Your task:
Reproduce each of the following rows verbatim, changing nothing.

------------------------------------

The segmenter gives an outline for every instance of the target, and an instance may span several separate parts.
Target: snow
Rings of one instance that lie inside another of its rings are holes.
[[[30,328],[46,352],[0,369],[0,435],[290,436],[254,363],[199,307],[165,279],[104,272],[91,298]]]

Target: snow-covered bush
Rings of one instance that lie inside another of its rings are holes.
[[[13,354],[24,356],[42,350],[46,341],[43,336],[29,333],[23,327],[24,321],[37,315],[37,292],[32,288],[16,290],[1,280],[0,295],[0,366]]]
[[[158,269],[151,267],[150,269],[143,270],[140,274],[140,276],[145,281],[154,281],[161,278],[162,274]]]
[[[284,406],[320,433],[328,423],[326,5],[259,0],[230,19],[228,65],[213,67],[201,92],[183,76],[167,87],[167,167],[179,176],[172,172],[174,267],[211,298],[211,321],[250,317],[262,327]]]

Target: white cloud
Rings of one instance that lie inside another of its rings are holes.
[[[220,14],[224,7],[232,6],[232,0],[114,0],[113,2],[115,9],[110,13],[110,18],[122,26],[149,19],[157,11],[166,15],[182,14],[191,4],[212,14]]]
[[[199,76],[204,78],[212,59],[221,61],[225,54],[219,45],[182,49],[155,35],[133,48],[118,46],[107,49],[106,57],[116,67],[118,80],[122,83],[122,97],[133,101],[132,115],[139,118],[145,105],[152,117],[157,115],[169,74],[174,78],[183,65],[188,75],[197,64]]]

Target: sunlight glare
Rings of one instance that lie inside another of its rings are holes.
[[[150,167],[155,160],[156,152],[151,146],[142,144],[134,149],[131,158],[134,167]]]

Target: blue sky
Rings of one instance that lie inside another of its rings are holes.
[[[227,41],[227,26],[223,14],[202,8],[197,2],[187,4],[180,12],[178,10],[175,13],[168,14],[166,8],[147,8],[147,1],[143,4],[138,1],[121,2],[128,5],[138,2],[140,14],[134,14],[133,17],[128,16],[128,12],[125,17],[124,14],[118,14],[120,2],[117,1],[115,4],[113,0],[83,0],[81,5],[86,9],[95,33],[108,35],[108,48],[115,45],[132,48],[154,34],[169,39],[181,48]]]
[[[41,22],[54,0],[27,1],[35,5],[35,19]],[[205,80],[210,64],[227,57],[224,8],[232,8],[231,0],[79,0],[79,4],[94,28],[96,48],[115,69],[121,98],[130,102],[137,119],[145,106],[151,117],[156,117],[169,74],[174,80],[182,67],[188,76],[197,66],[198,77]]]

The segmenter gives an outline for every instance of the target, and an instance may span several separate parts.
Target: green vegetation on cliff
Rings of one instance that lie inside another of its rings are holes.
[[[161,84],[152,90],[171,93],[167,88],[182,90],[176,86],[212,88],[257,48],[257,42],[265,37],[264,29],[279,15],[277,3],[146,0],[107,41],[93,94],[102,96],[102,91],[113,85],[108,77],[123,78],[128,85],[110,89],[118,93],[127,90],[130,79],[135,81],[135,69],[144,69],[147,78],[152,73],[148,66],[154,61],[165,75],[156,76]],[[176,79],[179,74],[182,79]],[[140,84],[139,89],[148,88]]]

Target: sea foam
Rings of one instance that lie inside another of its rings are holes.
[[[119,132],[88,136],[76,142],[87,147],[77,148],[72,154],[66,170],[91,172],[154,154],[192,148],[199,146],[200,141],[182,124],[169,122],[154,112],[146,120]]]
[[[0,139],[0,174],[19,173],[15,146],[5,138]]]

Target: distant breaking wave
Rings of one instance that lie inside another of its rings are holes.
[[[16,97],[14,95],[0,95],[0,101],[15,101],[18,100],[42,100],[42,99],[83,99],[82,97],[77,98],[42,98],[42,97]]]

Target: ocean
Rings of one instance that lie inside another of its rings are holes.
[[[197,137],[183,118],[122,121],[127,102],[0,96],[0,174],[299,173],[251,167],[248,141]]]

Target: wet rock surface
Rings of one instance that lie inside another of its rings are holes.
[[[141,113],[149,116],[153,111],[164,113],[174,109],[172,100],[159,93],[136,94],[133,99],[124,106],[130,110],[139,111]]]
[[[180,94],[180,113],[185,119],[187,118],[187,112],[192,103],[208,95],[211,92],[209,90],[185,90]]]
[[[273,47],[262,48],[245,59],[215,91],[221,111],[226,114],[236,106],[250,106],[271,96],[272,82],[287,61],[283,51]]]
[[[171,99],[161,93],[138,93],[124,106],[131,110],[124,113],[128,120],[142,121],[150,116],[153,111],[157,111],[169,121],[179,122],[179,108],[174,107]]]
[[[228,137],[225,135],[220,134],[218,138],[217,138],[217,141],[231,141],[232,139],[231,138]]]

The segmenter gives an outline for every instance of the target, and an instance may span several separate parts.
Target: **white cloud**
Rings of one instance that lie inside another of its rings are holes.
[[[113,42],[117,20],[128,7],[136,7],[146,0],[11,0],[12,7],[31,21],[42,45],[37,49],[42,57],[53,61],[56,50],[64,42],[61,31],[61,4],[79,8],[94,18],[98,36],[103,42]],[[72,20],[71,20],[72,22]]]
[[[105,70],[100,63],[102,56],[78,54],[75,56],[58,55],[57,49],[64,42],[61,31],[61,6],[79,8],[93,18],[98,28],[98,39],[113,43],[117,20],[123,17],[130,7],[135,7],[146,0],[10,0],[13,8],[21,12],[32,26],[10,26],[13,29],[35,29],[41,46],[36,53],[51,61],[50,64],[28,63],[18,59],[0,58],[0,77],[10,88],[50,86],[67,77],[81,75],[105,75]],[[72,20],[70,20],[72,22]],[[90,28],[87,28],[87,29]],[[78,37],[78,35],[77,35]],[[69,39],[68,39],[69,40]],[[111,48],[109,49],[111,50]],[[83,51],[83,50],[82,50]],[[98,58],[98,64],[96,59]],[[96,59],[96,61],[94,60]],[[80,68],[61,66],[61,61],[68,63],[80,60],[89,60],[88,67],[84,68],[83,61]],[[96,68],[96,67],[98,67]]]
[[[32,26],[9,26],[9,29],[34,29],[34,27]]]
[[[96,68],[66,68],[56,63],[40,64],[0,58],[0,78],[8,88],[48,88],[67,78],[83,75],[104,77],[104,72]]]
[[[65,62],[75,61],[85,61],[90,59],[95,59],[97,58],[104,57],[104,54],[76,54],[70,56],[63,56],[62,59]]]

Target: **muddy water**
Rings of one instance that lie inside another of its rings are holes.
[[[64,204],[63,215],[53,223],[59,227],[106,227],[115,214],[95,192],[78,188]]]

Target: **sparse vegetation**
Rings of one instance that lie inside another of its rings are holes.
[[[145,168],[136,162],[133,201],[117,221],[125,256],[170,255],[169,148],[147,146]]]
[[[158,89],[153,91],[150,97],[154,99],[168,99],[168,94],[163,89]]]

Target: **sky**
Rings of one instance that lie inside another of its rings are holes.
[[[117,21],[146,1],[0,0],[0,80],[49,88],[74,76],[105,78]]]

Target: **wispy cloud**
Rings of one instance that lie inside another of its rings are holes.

------------------------------------

Task solution:
The segmenter gives an outline for every instance of the target, and an instance may span several separate parts.
Target: snow
Rings of one instance that lie inside another of its rings are holes.
[[[30,328],[46,352],[0,369],[0,435],[290,436],[254,363],[199,307],[165,279],[104,272],[91,298]]]

Target: snow-covered bush
Rings of one instance that lie inside another of its rings are holes.
[[[13,354],[24,356],[42,350],[46,341],[43,336],[29,333],[23,327],[24,321],[37,315],[37,292],[32,288],[16,290],[1,280],[0,295],[0,366]]]
[[[158,269],[151,267],[150,269],[143,270],[140,274],[140,276],[145,281],[154,281],[161,278],[162,274]]]
[[[284,406],[320,433],[328,423],[326,5],[259,0],[230,19],[228,65],[213,67],[201,92],[183,76],[167,87],[167,167],[179,176],[172,172],[174,267],[211,298],[211,321],[250,317],[262,327]]]

Target: white cloud
Rings of one instance that lie inside another of its rings are holes.
[[[220,14],[224,7],[232,6],[232,0],[114,0],[113,2],[115,9],[110,13],[110,18],[122,26],[149,19],[157,11],[166,15],[182,14],[191,4],[212,14]]]
[[[199,76],[204,78],[212,59],[221,61],[225,54],[219,45],[182,49],[155,35],[133,48],[118,46],[107,49],[106,57],[116,67],[118,80],[122,83],[122,97],[133,101],[132,115],[139,118],[145,105],[152,117],[157,115],[169,74],[174,78],[183,65],[188,75],[197,64]]]

Target: sunlight glare
Rings of one instance that lie inside another of its rings are holes.
[[[150,167],[155,160],[156,152],[151,146],[142,144],[134,149],[131,158],[134,167]]]

Target: blue sky
Rings of one instance that lie inside another of its rings are holes.
[[[227,41],[227,26],[223,14],[202,8],[197,2],[187,4],[180,12],[178,10],[175,13],[168,14],[166,8],[147,8],[147,1],[143,4],[138,1],[121,2],[128,5],[138,2],[140,14],[134,14],[133,17],[128,16],[128,12],[125,17],[124,14],[118,14],[120,2],[117,1],[115,4],[113,0],[83,0],[81,5],[86,9],[95,33],[108,35],[108,48],[115,45],[132,48],[154,34],[169,39],[181,48]]]
[[[41,22],[54,0],[27,1],[35,5],[35,19]],[[205,80],[210,64],[227,57],[224,8],[232,8],[231,0],[79,0],[79,4],[94,28],[96,48],[115,69],[121,98],[130,102],[137,119],[145,106],[151,117],[156,117],[169,74],[174,80],[182,67],[188,76],[197,66],[198,77]]]

The segmenter gives an outline for every instance of the target, and an instance may span several separate parts.
Target: green vegetation on cliff
Rings of one instance that lie inside another of its rings are holes.
[[[161,84],[152,90],[171,93],[167,88],[182,90],[176,86],[212,88],[257,48],[257,42],[265,37],[264,29],[279,15],[277,3],[146,0],[107,41],[93,94],[102,96],[102,91],[113,85],[108,77],[123,78],[128,85],[110,89],[118,93],[127,90],[130,79],[135,81],[135,69],[144,69],[147,78],[152,73],[148,66],[154,61],[165,75],[156,76]],[[176,79],[179,74],[182,79]],[[140,84],[139,89],[148,88]]]

Target: sea foam
Rings of one instance that lie inside another of its rings are holes.
[[[119,132],[88,136],[76,142],[87,147],[77,148],[72,154],[66,170],[91,172],[154,154],[192,148],[199,146],[200,141],[182,124],[169,122],[154,112],[146,120]]]
[[[0,139],[0,174],[19,173],[15,146],[5,138]]]

Target: distant breaking wave
Rings of one instance that lie inside another of its rings are holes.
[[[16,97],[14,95],[0,95],[0,101],[15,101],[18,100],[42,100],[42,99],[83,99],[82,97],[77,98],[42,98],[42,97]]]

Target: ocean
Rings of one instance that lie inside another of its rings are holes.
[[[197,137],[183,118],[122,121],[127,102],[0,96],[0,174],[299,173],[251,167],[248,141]]]

Target: wet rock surface
Rings of one instance that lie inside another of its rings are holes.
[[[141,113],[149,116],[153,111],[164,113],[174,109],[172,100],[159,93],[136,94],[133,99],[124,106],[130,110],[139,111]]]
[[[180,94],[180,113],[185,119],[187,118],[187,112],[192,103],[208,95],[211,92],[209,90],[185,90]]]
[[[273,47],[262,48],[245,59],[215,91],[221,111],[226,114],[236,106],[250,106],[271,96],[272,82],[287,61],[283,51]]]
[[[171,99],[161,93],[138,93],[124,106],[131,110],[124,113],[128,120],[142,121],[150,116],[153,111],[157,111],[169,121],[179,122],[179,108],[174,107]]]
[[[228,137],[225,135],[220,134],[218,138],[217,138],[217,141],[231,141],[232,139],[231,138]]]

The segmenter gives an outline for every instance of the target, and an instance may span several separate parts.
Target: **white cloud**
Rings of one instance that lie inside another of its rings are holes.
[[[113,42],[117,20],[128,7],[136,7],[146,0],[11,0],[12,7],[31,21],[42,45],[37,49],[42,57],[53,61],[56,50],[64,42],[61,31],[61,4],[79,8],[94,18],[98,36],[103,42]],[[72,20],[71,20],[72,22]]]
[[[105,70],[100,63],[102,56],[78,54],[75,56],[58,55],[57,49],[64,42],[61,31],[61,6],[79,8],[93,18],[98,28],[98,39],[113,43],[117,20],[123,17],[130,7],[135,7],[146,0],[10,0],[13,8],[21,12],[32,26],[10,26],[13,29],[35,29],[41,46],[36,53],[51,61],[50,64],[28,63],[18,59],[0,58],[0,77],[10,88],[50,86],[67,77],[81,75],[105,75]],[[72,20],[70,20],[72,22]],[[90,28],[87,28],[87,29]],[[78,37],[78,35],[77,35]],[[69,39],[68,39],[69,40]],[[111,48],[109,49],[111,50]],[[83,51],[83,50],[82,50]],[[98,58],[98,64],[96,59]],[[96,59],[96,61],[94,60]],[[80,68],[61,66],[61,61],[68,63],[80,60],[89,60],[88,67],[84,68],[83,61]],[[96,68],[96,67],[98,67]]]
[[[32,26],[9,26],[9,29],[34,29],[34,27]]]
[[[96,68],[66,68],[56,63],[40,64],[0,58],[0,78],[8,88],[48,88],[67,78],[83,75],[104,77],[104,72]]]
[[[65,62],[75,61],[85,61],[90,59],[95,59],[97,58],[104,57],[104,54],[76,54],[70,56],[63,56],[62,59]]]

Target: **muddy water**
Rings of one instance that lie inside another of its rings are holes.
[[[64,204],[63,215],[53,223],[59,227],[106,227],[115,214],[95,192],[78,188]]]

Target: **sparse vegetation**
Rings of one instance that lie inside another of its rings are holes.
[[[145,168],[136,162],[133,201],[117,221],[125,256],[170,255],[169,148],[147,146]]]
[[[158,89],[153,91],[150,97],[154,99],[168,99],[168,94],[163,89]]]

Target: **sky**
Rings of one instance that lie inside another of its rings are holes.
[[[117,21],[146,1],[0,0],[0,80],[49,88],[74,76],[105,78]]]

Target: **wispy cloud**
Rings of one instance that lie inside another of its rings are holes.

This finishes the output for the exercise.